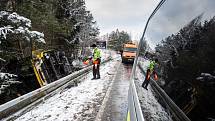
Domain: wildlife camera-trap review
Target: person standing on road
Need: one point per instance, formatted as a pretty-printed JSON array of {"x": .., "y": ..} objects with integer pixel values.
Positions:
[
  {"x": 150, "y": 70},
  {"x": 96, "y": 62}
]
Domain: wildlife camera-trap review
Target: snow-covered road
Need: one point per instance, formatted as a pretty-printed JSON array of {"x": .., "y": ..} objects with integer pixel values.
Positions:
[{"x": 78, "y": 103}]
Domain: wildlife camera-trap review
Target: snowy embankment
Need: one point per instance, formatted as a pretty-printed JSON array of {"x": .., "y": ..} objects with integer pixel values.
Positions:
[
  {"x": 76, "y": 103},
  {"x": 151, "y": 108}
]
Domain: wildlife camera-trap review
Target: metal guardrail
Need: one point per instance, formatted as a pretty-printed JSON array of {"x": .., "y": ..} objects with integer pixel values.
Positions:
[
  {"x": 177, "y": 113},
  {"x": 134, "y": 108},
  {"x": 21, "y": 102}
]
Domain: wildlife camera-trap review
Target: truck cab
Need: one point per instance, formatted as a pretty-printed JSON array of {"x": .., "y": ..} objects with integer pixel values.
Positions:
[{"x": 129, "y": 52}]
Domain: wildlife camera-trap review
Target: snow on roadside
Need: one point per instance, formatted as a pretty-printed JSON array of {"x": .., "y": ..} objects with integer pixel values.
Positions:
[
  {"x": 151, "y": 108},
  {"x": 76, "y": 103}
]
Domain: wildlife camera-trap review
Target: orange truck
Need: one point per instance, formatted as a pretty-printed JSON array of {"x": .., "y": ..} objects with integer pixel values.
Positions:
[{"x": 129, "y": 52}]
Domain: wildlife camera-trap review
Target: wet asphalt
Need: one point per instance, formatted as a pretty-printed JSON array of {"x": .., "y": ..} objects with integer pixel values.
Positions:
[{"x": 117, "y": 102}]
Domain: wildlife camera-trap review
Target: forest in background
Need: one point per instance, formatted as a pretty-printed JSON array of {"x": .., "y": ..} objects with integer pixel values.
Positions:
[
  {"x": 63, "y": 27},
  {"x": 188, "y": 68}
]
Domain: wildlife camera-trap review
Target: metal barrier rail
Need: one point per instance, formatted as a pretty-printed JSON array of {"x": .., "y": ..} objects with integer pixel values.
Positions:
[
  {"x": 134, "y": 108},
  {"x": 21, "y": 102},
  {"x": 176, "y": 112}
]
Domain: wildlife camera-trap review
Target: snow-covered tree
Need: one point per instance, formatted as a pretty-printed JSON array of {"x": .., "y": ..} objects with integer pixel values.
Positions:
[{"x": 117, "y": 39}]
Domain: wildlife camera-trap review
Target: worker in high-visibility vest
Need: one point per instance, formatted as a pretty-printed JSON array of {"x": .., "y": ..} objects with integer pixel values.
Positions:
[
  {"x": 149, "y": 72},
  {"x": 96, "y": 62}
]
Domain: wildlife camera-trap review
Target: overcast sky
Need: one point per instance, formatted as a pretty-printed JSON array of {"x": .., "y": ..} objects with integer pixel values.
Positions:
[{"x": 131, "y": 16}]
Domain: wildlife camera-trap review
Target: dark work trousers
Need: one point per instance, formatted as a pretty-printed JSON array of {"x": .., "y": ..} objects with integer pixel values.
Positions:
[
  {"x": 96, "y": 70},
  {"x": 147, "y": 78}
]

OBJECTIVE: Copy each line exactly, and leave the pictures out of your copy.

SOLUTION TO THIS EXERCISE:
Domain: wildlife camera-trap review
Target: person standing on road
Need: one point per instance, formatted as a pretty-printed JSON array of {"x": .., "y": ..} objects with integer pixel values.
Positions:
[
  {"x": 150, "y": 70},
  {"x": 96, "y": 62}
]
Domain: wildlife camera-trap review
Target: snow-covered road
Need: one point per instance, formatted as a pretty-printed JSON array of {"x": .., "y": ..} objects with integer pixel values.
Positions:
[{"x": 78, "y": 103}]
Domain: wildlife camera-trap review
Target: snowy embankment
Need: one point per instance, formatted as a pretty-printed JSON array of {"x": .., "y": ..} objects with integer pixel values.
Positions:
[
  {"x": 76, "y": 103},
  {"x": 151, "y": 108}
]
Domain: wildlife camera-trap review
Target: metal guardrail
Need: one point per instance, formatted as a pretty-printed JSON array of {"x": .., "y": ..} objects with integer pixel values.
Positions:
[
  {"x": 177, "y": 113},
  {"x": 134, "y": 108},
  {"x": 21, "y": 102}
]
Domain: wildlife camera-trap review
Target: truck cab
Need: one point per instance, formatted as a pretty-printed JSON array of {"x": .., "y": ..} objects with integer pixel values.
Positions:
[{"x": 129, "y": 52}]
Domain: wildlife camera-trap review
Target: snow on roadside
Need: one point per instance, formatted as a pretty-printed JSON array of {"x": .., "y": ..} objects with integer pixel values.
Positions:
[
  {"x": 151, "y": 108},
  {"x": 76, "y": 103}
]
Domain: wildlife camera-trap review
Target: orange truck
Need: one point per instance, formatted as a pretty-printed JSON array of {"x": .., "y": ..} objects with integer pixel values.
Positions:
[{"x": 129, "y": 52}]
Domain: wildlife camera-trap review
Target: wet asphalt
Need: one point per instance, formatted as a pretty-printed JSON array of {"x": .., "y": ..} objects with integer pixel values.
Positions:
[{"x": 117, "y": 102}]
Domain: wildlife camera-trap review
Target: forest in background
Need: one point per instance, formatted as a pretty-printed JSON array of {"x": .., "y": ..} objects with integer pixel values.
Positions:
[
  {"x": 63, "y": 27},
  {"x": 188, "y": 68}
]
Domain: wildlife camera-trap review
Target: metal barrier rail
Need: one point per instance, formatted as a pretty-printed JSON array of {"x": .., "y": ..} objects with integer pixel values.
Positions:
[
  {"x": 134, "y": 108},
  {"x": 21, "y": 102},
  {"x": 176, "y": 112}
]
Domain: wildlife camera-trap review
Target: snow-covered tree
Need: one point per instance, formatted as a pretty-printed JSON array of {"x": .., "y": ..} objects with integer pixel values.
Positions:
[{"x": 117, "y": 39}]
Domain: wildlife camera-trap review
Target: worker in high-visibility vest
Need: one point per instance, formatted as a pretty-printed JSON array of {"x": .., "y": ..} objects with integer pixel values.
Positions:
[
  {"x": 149, "y": 72},
  {"x": 96, "y": 62}
]
Domain: wildlife camera-trap review
Target: overcast sky
Need: one point per instance, formatted as a pretty-printed JSON array of {"x": .., "y": ..} objects with integer pixel values.
Positions:
[{"x": 131, "y": 16}]
Domain: wildlife camera-trap review
Target: dark work trousers
Need: one point per instance, formatted as a pretty-printed JSON array of {"x": .., "y": ..} objects with integer pixel values.
Positions:
[
  {"x": 96, "y": 70},
  {"x": 147, "y": 78}
]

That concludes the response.